● **Using the information**:
a) Extract from the bone loss project description the passage starting at "Epidemiology of Age-related" and ending at "increased fracture risk.".
b) Answer these questions from the bone loss project description:
(i) How many women and how many men take part in the continuing 6 year study?
(ii) What site is imaged with ultra-high resolution peripheral QCT?
(iii) What kind of models will be used to quantify bone strength at the spine and distal radius?
━━━ Source text ━━━
Epidemiology of Age-related Bone Loss and Fractures
The central hypotheses of this project are (1) that age-related changes in bone mass/structure can be accounted for, in large part, by specific hormonal/biochemical parameters, loading forces, and the interactions between them; and (2) Bone stength estimates that can now be obtained clinically will enhance the ability to identify subjects at increased fracture risk.
To better understand age-related bone structural changes with aging we are analyzing both cross-sectional and longitudinal data from a continuing 6 year study involving 375 women and 325 men aged 20 to 97 selected randomly from the Rochester, MN area. The relationship of these changes with parameters such as sex steroids, bone biochemical markers and estrogen receptor and aromatase polymorphisms will be studied. In addition, the relationship of everyday loading forces to changes in voumetric bone mineral density (vBMD), bone geometry, and microstructure will be analysed.
To stay on the leading edge of research into osteoporosis we have developed new techniques to estimate bone strength. We have moved from the traditional dual-energy x-ray absorptionmetry (DXA) to novel assessments of volumetric bone mineral density (vBMD), structure, and indicies of bone strength by quantitative computed tomography (QCT) of the vertebrae and proximal femur and ultra-high resolution, peripheral QCT of the distal radius. Applying this new technology to a population-based, case-controlled study of postmenopausal Rochester women with vertebral and distal forearm fractures we will use Finite Element (FE) models to 1) quantify bone strength at the spine and distal radius and define key structural determinants of strength at each site; 2) to use measures of bone failure strength to improve current estimates of "factor-of-risk" (_, the ratio of applied load to that known to cause bone failure, i.e., fracture) for the vertebrae during various activities and to develop them for the distal radius with falls; 3) and to determine the utility of our new approaches in differentiating fracture cases from controls in comparison with conventional risk assessment using (DXA).
━━━ Material provided ━━━
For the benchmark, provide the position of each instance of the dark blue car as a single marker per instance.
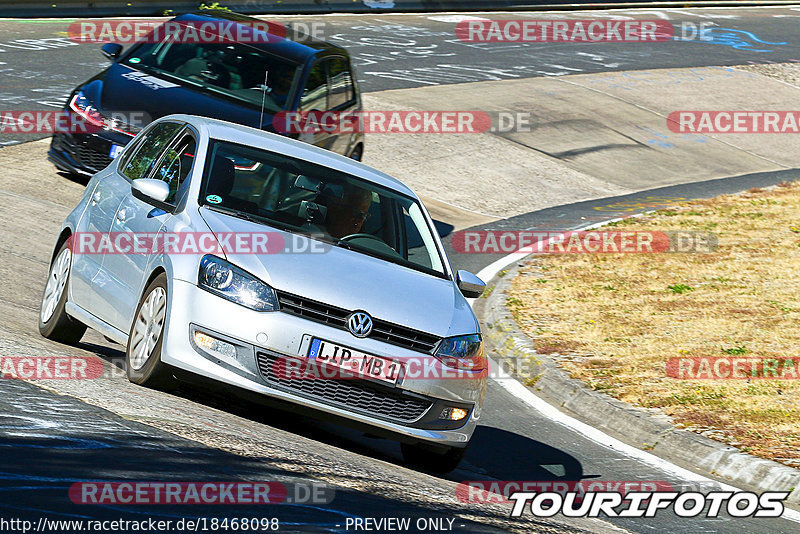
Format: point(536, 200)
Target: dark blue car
point(245, 83)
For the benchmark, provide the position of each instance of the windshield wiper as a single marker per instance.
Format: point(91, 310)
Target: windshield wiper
point(239, 214)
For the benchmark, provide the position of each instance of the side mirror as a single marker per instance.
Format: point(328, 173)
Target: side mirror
point(470, 285)
point(112, 50)
point(153, 192)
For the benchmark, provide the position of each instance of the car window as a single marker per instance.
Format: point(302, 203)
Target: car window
point(175, 167)
point(233, 70)
point(150, 149)
point(341, 82)
point(315, 92)
point(320, 202)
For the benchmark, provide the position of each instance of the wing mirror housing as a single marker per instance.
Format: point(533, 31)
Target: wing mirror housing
point(153, 192)
point(112, 50)
point(470, 285)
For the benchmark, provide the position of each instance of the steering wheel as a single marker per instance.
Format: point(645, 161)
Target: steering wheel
point(378, 244)
point(360, 236)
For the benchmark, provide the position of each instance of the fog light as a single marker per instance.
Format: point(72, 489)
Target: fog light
point(215, 346)
point(453, 414)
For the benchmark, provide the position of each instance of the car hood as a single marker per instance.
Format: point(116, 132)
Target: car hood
point(126, 90)
point(353, 281)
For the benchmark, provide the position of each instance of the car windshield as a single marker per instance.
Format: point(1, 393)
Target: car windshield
point(319, 202)
point(234, 70)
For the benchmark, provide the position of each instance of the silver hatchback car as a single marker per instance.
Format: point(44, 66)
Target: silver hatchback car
point(273, 266)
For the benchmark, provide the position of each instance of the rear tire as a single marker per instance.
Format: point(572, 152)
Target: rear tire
point(54, 323)
point(432, 460)
point(143, 363)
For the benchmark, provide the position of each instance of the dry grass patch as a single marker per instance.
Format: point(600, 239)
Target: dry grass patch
point(618, 318)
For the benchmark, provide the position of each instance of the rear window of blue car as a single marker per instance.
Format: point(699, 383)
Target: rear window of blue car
point(234, 70)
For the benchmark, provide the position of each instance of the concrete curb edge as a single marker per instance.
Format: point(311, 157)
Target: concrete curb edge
point(639, 427)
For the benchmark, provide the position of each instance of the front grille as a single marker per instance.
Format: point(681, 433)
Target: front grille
point(337, 317)
point(93, 159)
point(354, 394)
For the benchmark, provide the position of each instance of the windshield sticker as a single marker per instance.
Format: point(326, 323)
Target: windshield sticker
point(150, 81)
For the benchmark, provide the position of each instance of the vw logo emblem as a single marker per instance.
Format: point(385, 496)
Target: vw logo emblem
point(360, 324)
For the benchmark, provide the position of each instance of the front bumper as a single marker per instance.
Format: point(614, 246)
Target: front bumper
point(84, 153)
point(410, 411)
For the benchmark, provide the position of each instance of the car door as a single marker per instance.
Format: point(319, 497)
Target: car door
point(96, 222)
point(121, 270)
point(343, 100)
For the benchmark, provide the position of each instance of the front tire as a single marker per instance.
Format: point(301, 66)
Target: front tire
point(431, 460)
point(143, 363)
point(54, 323)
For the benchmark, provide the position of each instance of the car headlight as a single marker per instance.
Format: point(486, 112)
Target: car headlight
point(83, 107)
point(462, 352)
point(230, 282)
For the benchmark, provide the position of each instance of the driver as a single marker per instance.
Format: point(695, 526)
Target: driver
point(346, 215)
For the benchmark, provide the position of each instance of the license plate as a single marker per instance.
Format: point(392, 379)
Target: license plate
point(353, 362)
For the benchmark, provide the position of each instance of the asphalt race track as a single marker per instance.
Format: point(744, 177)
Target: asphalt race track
point(51, 440)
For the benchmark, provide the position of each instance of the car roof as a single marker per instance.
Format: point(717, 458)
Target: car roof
point(245, 135)
point(299, 50)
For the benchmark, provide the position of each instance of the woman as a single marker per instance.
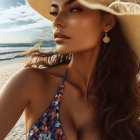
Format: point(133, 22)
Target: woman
point(94, 74)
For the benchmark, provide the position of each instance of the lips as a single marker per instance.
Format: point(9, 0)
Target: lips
point(61, 35)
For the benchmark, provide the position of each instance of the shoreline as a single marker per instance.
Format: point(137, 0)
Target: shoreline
point(7, 70)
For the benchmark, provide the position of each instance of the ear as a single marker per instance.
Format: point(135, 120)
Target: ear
point(109, 22)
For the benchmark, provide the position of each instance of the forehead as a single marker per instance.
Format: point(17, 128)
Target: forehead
point(62, 3)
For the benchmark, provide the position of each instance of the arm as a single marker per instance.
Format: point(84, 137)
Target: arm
point(14, 97)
━━━
● **Expected responses**:
a)
Epidemiology of Age-related Bone Loss and Fractures
The central hypotheses of this project are (1) that age-related changes in bone mass/structure can be accounted for, in large part, by specific hormonal/biochemical parameters, loading forces, and the interactions between them; and (2) Bone stength estimates that can now be obtained clinically will enhance the ability to identify subjects at increased fracture risk.

b)
(i) 375 women and 325 men.
(ii) The distal radius.
(iii) Finite Element (FE) models.